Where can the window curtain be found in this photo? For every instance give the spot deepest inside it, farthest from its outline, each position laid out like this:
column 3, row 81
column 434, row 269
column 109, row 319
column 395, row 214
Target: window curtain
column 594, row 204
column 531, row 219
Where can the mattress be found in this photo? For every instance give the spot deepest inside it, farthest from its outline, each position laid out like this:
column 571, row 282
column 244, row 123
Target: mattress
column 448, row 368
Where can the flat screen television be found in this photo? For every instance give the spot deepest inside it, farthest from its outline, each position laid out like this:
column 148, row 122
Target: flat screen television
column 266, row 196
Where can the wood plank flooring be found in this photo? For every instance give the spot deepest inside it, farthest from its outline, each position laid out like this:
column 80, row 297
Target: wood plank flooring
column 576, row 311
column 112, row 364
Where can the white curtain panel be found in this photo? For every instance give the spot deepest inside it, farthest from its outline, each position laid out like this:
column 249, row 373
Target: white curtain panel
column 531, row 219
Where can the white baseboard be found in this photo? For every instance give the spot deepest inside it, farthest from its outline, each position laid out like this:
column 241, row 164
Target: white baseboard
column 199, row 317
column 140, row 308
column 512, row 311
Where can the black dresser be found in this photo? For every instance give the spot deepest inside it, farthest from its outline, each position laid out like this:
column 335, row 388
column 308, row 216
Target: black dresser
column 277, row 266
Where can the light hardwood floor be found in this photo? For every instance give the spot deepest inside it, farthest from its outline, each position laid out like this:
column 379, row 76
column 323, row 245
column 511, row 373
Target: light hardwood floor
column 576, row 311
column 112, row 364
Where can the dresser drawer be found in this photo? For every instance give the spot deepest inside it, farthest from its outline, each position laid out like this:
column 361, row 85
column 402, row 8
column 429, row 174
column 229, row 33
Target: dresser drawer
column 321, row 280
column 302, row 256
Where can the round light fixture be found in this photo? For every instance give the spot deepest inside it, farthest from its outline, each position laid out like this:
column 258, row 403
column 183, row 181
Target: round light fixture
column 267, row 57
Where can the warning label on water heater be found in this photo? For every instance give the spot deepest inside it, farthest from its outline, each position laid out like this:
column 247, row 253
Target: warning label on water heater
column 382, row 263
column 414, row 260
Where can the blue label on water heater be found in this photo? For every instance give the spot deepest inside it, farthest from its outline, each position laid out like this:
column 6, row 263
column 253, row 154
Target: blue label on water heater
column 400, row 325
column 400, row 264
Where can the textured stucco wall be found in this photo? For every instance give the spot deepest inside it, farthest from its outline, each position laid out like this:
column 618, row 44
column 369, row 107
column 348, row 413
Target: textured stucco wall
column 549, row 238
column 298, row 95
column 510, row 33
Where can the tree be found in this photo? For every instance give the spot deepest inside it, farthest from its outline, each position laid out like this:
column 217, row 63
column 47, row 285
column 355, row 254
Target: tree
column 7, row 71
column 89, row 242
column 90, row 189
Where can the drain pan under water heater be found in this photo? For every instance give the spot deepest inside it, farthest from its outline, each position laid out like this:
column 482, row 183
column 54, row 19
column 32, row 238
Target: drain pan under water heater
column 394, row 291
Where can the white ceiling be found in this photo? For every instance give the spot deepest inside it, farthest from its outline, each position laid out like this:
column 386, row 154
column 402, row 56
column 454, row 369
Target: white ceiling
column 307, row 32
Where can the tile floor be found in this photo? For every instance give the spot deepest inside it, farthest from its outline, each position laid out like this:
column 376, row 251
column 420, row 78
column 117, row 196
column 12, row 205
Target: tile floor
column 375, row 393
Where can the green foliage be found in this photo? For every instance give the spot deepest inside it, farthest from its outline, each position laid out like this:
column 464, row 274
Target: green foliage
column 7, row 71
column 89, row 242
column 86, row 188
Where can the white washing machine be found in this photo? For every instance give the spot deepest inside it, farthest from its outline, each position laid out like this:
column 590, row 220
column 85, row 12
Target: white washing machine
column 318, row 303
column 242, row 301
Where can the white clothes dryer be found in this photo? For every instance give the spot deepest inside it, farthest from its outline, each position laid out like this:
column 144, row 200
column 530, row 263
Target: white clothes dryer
-------------------------
> _WHAT THE EXERCISE ASKS_
Nothing should be dropped or changed, so repeat all of the entries exactly.

> _RESULT OF THE TASK_
Where can the window curtain be found in this photo? For every instance give the spot deepest inside it, farthest from its outline, each position laid out like this:
column 3, row 81
column 434, row 269
column 109, row 319
column 395, row 214
Target: window curtain
column 594, row 204
column 531, row 219
Where can the mattress be found in this photo? For every instance give the spot deepest inside it, farthest from its outline, each position laid out like this:
column 571, row 282
column 244, row 123
Target: mattress
column 448, row 368
Where can the flat screen television be found in this photo? For every instance give the spot deepest inside it, farthest from its outline, each position laid out like this:
column 148, row 122
Target: flat screen television
column 266, row 196
Where can the wood plank flooring be found in this photo? For every instance give the spot deepest inside it, farthest from its outline, each position laid out like this:
column 80, row 297
Target: wood plank flooring
column 576, row 311
column 112, row 364
Where can the white curtain panel be found in this photo? For every instance give the spot deepest inside it, farthest from its outline, each position laid out like this:
column 249, row 373
Target: white curtain panel
column 531, row 219
Where can the white baseboard be found in this photo? For every instance give the spot deepest inside it, farthest from its outline, each position laid out like this:
column 241, row 164
Target: white baseboard
column 199, row 317
column 140, row 308
column 512, row 311
Where can the black dresser be found in this photo? For every instance give the spot deepest inside it, farthest from its outline, each position laid out like this:
column 335, row 388
column 308, row 216
Target: black dresser
column 277, row 266
Where can the light hardwood floor be found in this photo? For every instance give the spot deepest inside it, farthest from its outline, each position laid out like this:
column 379, row 76
column 323, row 245
column 511, row 373
Target: light hardwood floor
column 576, row 311
column 112, row 364
Where can the dresser drawer be found in this photo? For every instance give the spot deepest inside it, farthest from its outline, each position laid out like this:
column 361, row 85
column 402, row 8
column 429, row 174
column 229, row 33
Target: dresser drawer
column 321, row 280
column 302, row 256
Where can the round light fixture be found in this photo? For every instance give the spot deepest inside it, farthest from its outline, each position laid out like this:
column 258, row 403
column 183, row 181
Target: round light fixture
column 267, row 57
Where can the warning label on water heater be found in this photo? For every instance give the spot deepest inside it, farthest from its outline, each position laid out like this:
column 247, row 253
Target: warning label on water heater
column 382, row 263
column 414, row 260
Where can the blue label on water heater be found in this photo? For every instance give the spot deepest inside it, farthest from its outline, each position laid out like this:
column 6, row 263
column 253, row 154
Target: blue label on water heater
column 400, row 325
column 400, row 264
Where can the textured stucco wall be found in this photo? For every instance give the spot deepest inside it, farthest from its outline, each position laid out like this:
column 618, row 44
column 369, row 107
column 348, row 413
Target: textured stucco wall
column 549, row 238
column 298, row 95
column 510, row 33
Where can the tree be found in this photo? For every instance give the spot deepest inside it, farthest from its outline, each position laid out like this:
column 217, row 63
column 47, row 285
column 355, row 254
Target: tree
column 7, row 71
column 89, row 242
column 90, row 189
Where can the drain pan under water heater be found in this photo? For every instance give the spot deepest inside it, farthest from its outline, each position laid out like this:
column 482, row 183
column 54, row 19
column 32, row 238
Target: drain pan under water heater
column 394, row 291
Where can the white ceiling be found in this photo? For every instance give the spot deepest inside it, farthest from its outline, each position laid out like this:
column 386, row 154
column 402, row 56
column 454, row 369
Target: white ceiling
column 307, row 32
Where can the tile floor be found in this photo? For every instance give the spot deepest inside it, farthest from its outline, each position laid out like this:
column 376, row 251
column 420, row 78
column 117, row 196
column 12, row 205
Target: tile floor
column 375, row 393
Where can the green foliage be found in this photo? For every instance give the spot deepest inside it, farthest from its outline, each position laid out like this:
column 464, row 274
Target: green foliage
column 7, row 71
column 89, row 242
column 86, row 188
Where can the white washing machine be found in this photo? For every instance give the spot deepest inside it, farthest from its outline, each position laid out like this:
column 590, row 220
column 85, row 12
Target: white washing machine
column 318, row 303
column 242, row 301
Where can the white clothes dryer be found in this photo? For every instance give the spot deepest inside it, farthest from its outline, each position laid out like this:
column 144, row 200
column 530, row 263
Target: white clothes dryer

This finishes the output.